**Instructions for the task:**
Please copy the records from their start through the line holding "point(200, 45)", inclusive, swapping "paintbrush" for "paint brush" and changing nothing else. Give only those lines.

..............................

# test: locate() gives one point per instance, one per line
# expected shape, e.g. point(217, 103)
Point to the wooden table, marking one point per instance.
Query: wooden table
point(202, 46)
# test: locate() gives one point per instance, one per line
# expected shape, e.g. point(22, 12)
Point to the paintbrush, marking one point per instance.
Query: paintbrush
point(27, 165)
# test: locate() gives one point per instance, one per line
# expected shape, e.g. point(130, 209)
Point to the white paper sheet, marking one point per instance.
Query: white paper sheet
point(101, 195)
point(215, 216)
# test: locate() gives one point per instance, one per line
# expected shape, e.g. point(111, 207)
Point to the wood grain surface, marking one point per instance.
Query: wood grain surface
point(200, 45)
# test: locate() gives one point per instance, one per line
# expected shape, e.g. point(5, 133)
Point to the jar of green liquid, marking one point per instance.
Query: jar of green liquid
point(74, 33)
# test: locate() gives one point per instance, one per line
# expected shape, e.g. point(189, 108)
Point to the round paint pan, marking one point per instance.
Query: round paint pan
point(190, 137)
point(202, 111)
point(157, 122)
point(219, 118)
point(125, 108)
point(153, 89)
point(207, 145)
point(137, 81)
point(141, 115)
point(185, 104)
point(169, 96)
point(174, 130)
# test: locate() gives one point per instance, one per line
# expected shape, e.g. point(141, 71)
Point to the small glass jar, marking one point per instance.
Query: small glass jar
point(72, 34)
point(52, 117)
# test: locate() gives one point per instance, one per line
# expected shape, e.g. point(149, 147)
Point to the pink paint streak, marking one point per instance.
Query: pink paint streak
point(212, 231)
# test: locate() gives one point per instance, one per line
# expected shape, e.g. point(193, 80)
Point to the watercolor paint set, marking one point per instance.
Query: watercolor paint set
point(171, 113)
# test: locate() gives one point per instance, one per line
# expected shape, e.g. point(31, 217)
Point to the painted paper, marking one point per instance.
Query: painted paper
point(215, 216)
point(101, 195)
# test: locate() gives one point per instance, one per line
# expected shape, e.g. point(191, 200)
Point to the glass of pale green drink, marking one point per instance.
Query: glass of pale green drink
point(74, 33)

..............................

**Finished exercise:**
# test: locate() gives one point per instance, one per line
# expected shape, e.g. point(217, 103)
Point to the wooden table, marking one point per instance.
Query: wooden table
point(202, 46)
# test: locate() gives one point per instance, one per line
# expected shape, e.g. point(22, 12)
Point to the paint brush, marking one point per instance.
Query: paint brush
point(27, 165)
# test: locate() gives one point per instance, one per line
# expected shape, e.g. point(130, 209)
Point to the white paper sheet, marking one point per instance.
Query: white paper sheet
point(101, 195)
point(215, 216)
# test: locate() gives one point per instance, one per line
# expected shape, e.g. point(111, 207)
Point to the wood grain surface, marking one point per instance.
Query: wood grain surface
point(200, 45)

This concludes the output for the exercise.